Starting at the first line of the data and stopping after the line that contains "negative clicks: (440, 321)", turn those lines into a JSON list of strings, one string per line, with blank lines left out.
** GIVEN DATA follows **
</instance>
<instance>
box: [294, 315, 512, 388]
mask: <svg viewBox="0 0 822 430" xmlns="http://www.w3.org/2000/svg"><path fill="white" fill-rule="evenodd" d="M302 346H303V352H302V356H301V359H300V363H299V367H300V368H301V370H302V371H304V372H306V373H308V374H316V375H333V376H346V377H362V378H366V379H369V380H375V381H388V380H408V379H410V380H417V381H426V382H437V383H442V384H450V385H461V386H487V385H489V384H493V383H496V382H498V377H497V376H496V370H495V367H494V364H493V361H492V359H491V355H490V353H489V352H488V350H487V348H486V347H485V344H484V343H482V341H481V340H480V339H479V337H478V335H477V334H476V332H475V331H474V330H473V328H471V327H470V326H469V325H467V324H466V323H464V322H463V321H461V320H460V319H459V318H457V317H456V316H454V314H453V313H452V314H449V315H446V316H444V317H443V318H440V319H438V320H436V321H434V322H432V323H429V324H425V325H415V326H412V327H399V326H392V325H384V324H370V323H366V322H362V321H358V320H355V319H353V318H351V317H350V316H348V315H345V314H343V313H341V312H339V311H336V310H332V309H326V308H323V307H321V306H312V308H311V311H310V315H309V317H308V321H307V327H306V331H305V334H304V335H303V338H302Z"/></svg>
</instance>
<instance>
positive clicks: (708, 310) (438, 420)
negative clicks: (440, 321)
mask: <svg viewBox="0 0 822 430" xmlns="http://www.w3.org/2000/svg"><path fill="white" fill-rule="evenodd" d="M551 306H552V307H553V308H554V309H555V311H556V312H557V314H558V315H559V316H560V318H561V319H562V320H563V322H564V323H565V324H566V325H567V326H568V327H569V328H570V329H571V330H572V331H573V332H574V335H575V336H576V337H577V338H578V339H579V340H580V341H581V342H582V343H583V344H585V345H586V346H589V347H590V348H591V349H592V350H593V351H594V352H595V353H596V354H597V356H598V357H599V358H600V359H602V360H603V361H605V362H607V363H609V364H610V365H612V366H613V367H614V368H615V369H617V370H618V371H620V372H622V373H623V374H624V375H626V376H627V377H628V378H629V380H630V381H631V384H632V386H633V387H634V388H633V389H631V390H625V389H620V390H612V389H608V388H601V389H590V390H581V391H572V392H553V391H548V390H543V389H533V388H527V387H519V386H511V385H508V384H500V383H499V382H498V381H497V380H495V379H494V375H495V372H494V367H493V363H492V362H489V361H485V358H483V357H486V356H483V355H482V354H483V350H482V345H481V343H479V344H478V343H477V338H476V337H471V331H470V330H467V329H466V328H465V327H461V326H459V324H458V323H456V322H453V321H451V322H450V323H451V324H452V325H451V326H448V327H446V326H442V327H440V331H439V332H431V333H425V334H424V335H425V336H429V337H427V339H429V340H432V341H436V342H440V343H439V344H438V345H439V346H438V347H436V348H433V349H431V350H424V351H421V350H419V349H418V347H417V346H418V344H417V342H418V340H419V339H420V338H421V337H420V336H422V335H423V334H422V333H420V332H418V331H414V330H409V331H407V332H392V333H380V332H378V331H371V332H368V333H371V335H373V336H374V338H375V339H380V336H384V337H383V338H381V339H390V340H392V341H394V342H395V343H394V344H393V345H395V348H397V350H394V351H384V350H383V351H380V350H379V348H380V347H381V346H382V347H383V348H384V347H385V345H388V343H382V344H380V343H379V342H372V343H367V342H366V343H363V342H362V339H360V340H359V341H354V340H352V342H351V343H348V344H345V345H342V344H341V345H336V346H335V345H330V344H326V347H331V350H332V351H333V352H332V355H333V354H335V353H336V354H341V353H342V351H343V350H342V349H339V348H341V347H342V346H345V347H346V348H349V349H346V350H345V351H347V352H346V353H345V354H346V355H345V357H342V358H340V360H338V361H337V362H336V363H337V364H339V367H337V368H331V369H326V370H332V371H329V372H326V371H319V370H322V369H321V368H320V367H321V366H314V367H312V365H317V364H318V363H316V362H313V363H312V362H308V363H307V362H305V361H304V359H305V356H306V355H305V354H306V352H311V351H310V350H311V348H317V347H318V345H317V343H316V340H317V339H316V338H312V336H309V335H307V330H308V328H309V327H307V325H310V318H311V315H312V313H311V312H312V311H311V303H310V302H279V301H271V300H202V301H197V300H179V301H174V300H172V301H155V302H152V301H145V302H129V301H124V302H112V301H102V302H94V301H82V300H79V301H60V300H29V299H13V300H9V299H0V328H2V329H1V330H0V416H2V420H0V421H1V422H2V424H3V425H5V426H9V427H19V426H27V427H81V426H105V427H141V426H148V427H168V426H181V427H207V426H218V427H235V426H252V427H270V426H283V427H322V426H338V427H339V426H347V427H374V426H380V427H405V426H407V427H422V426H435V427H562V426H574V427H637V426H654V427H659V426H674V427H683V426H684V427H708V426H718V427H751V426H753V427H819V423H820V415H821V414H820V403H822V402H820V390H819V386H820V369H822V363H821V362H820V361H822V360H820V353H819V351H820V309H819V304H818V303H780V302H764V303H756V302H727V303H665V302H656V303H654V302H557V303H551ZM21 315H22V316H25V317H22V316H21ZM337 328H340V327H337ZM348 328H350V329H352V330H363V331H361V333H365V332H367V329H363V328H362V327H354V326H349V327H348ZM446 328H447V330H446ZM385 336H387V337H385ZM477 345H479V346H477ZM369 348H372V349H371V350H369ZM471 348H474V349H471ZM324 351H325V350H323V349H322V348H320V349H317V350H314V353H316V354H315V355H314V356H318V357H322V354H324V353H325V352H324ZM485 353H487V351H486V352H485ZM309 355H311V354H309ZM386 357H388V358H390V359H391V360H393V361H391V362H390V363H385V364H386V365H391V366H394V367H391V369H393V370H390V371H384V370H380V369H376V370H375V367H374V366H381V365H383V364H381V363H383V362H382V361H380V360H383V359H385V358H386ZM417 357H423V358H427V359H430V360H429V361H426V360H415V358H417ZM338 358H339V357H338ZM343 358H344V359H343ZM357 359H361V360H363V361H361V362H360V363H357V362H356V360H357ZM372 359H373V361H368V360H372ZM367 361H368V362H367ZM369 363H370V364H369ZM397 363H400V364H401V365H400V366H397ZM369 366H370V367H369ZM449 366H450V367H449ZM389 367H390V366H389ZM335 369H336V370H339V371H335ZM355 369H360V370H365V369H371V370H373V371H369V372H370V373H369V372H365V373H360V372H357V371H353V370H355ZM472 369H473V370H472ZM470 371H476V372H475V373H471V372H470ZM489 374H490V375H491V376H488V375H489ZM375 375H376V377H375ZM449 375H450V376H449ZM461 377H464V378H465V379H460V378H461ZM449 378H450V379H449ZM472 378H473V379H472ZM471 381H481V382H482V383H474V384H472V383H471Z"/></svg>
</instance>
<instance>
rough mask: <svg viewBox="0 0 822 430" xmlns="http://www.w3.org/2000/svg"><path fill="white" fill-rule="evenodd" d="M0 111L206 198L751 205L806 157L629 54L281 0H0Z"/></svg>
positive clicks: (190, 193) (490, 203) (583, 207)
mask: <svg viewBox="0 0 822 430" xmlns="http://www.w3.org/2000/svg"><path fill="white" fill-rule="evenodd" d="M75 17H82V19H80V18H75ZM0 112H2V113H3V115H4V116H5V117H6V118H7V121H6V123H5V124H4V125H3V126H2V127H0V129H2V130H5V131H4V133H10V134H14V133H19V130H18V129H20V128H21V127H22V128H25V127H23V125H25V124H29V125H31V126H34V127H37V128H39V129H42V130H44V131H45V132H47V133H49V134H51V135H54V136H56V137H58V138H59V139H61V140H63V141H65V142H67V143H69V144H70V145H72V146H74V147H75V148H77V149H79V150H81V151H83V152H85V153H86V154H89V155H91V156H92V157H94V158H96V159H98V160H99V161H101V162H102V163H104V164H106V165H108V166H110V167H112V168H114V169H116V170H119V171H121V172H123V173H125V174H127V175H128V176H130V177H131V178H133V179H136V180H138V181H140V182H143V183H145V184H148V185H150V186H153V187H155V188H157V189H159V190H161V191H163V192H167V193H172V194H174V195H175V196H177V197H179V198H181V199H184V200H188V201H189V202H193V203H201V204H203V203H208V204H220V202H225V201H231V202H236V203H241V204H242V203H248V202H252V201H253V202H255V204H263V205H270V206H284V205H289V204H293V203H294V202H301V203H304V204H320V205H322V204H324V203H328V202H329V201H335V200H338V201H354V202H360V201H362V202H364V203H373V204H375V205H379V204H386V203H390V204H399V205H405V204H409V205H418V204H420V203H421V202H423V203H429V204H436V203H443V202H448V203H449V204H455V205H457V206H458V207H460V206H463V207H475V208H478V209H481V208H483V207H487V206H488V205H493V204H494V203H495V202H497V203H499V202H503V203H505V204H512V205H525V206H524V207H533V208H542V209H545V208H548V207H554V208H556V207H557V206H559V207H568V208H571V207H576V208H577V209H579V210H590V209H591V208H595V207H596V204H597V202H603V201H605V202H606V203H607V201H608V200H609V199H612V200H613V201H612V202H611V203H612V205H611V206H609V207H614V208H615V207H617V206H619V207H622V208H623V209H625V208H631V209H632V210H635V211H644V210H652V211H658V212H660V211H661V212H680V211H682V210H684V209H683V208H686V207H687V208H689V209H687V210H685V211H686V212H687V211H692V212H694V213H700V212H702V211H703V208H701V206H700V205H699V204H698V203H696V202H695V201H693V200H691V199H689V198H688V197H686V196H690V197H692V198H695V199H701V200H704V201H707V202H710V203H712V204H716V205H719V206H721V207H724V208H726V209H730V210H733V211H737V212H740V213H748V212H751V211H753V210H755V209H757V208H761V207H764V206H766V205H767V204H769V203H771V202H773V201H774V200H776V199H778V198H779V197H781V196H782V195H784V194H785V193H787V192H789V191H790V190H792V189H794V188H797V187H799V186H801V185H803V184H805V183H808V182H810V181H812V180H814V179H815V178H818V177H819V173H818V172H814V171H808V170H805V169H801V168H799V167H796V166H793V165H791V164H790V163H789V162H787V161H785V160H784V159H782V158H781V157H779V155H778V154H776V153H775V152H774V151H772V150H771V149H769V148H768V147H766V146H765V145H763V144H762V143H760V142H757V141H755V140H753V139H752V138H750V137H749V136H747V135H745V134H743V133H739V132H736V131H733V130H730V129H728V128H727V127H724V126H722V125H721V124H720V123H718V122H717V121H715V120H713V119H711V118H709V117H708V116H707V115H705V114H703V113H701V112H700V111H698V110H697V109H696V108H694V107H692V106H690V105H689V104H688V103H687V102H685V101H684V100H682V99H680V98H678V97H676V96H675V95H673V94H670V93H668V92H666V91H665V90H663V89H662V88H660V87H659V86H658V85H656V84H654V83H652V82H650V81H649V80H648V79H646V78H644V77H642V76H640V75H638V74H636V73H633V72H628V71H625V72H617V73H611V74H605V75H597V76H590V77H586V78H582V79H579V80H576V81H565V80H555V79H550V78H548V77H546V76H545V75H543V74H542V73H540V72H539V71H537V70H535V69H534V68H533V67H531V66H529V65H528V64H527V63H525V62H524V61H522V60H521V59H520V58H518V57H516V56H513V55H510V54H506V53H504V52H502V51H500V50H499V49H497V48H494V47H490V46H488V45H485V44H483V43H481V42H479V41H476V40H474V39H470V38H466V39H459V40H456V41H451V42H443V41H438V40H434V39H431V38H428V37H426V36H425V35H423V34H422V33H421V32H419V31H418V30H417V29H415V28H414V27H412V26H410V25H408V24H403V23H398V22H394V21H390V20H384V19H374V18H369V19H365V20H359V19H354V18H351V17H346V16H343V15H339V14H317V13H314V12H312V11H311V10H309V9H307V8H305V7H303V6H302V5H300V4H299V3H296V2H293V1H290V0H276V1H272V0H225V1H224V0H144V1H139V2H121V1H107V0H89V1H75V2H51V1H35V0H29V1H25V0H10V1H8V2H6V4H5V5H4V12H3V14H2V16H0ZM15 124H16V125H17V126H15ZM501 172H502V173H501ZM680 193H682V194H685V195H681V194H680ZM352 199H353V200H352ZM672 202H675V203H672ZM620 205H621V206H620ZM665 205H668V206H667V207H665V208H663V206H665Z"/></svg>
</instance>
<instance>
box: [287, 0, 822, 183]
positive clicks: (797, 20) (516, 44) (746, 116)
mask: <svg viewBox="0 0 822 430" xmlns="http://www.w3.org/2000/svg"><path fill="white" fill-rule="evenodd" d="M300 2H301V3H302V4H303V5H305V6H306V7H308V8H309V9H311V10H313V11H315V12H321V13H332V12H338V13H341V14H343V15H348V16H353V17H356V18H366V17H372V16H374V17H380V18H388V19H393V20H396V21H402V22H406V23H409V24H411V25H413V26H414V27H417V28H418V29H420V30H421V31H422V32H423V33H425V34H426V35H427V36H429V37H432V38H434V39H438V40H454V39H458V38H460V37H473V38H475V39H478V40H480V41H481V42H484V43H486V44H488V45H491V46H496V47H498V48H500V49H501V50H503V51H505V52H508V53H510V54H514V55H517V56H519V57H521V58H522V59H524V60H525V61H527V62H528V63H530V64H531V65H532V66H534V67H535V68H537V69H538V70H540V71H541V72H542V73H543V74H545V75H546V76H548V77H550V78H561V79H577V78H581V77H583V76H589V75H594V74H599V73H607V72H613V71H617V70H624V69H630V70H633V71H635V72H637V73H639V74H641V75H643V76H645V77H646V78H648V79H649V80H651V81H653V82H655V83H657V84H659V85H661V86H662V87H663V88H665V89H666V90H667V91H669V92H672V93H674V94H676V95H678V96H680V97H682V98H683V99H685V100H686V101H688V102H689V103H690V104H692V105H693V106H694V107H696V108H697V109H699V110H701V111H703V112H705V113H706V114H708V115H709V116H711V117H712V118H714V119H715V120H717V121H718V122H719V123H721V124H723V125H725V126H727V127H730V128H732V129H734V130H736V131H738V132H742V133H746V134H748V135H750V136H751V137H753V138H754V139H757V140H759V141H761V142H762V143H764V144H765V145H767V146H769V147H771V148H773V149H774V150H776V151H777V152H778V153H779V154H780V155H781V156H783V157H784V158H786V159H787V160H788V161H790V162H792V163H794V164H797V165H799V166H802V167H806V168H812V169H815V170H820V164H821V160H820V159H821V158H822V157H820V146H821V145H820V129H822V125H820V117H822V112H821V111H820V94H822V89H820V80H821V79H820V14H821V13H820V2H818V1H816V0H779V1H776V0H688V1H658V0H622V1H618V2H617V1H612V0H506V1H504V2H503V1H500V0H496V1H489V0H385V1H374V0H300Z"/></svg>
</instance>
** End of GIVEN DATA **
» **REPLY TO THE EXERCISE**:
[
  "</instance>",
  "<instance>",
  "box: [294, 315, 512, 388]",
  "mask: <svg viewBox=\"0 0 822 430\" xmlns=\"http://www.w3.org/2000/svg\"><path fill=\"white\" fill-rule=\"evenodd\" d=\"M302 346H303V352H302V356H301V359H300V363H299V367H300V368H301V370H302V371H304V372H306V373H308V374H316V375H333V376H346V377H362V378H366V379H369V380H375V381H388V380H408V379H410V380H417V381H426V382H437V383H442V384H450V385H461V386H487V385H489V384H493V383H496V382H498V377H497V376H496V370H495V367H494V364H493V361H492V359H491V355H490V353H489V352H488V350H487V348H486V347H485V344H484V343H482V341H481V340H480V339H479V337H478V335H477V334H476V332H475V331H474V330H473V328H471V327H470V326H469V325H467V324H466V323H464V322H463V321H461V320H460V319H459V318H457V317H456V316H454V314H453V313H452V314H449V315H446V316H444V317H443V318H440V319H438V320H436V321H434V322H432V323H429V324H425V325H415V326H412V327H399V326H392V325H384V324H370V323H366V322H362V321H358V320H355V319H353V318H351V317H350V316H348V315H345V314H343V313H341V312H339V311H336V310H332V309H326V308H323V307H321V306H312V308H311V311H310V315H309V317H308V321H307V327H306V331H305V334H304V335H303V338H302Z\"/></svg>",
  "</instance>",
  "<instance>",
  "positive clicks: (708, 310) (438, 420)",
  "negative clicks: (440, 321)"
]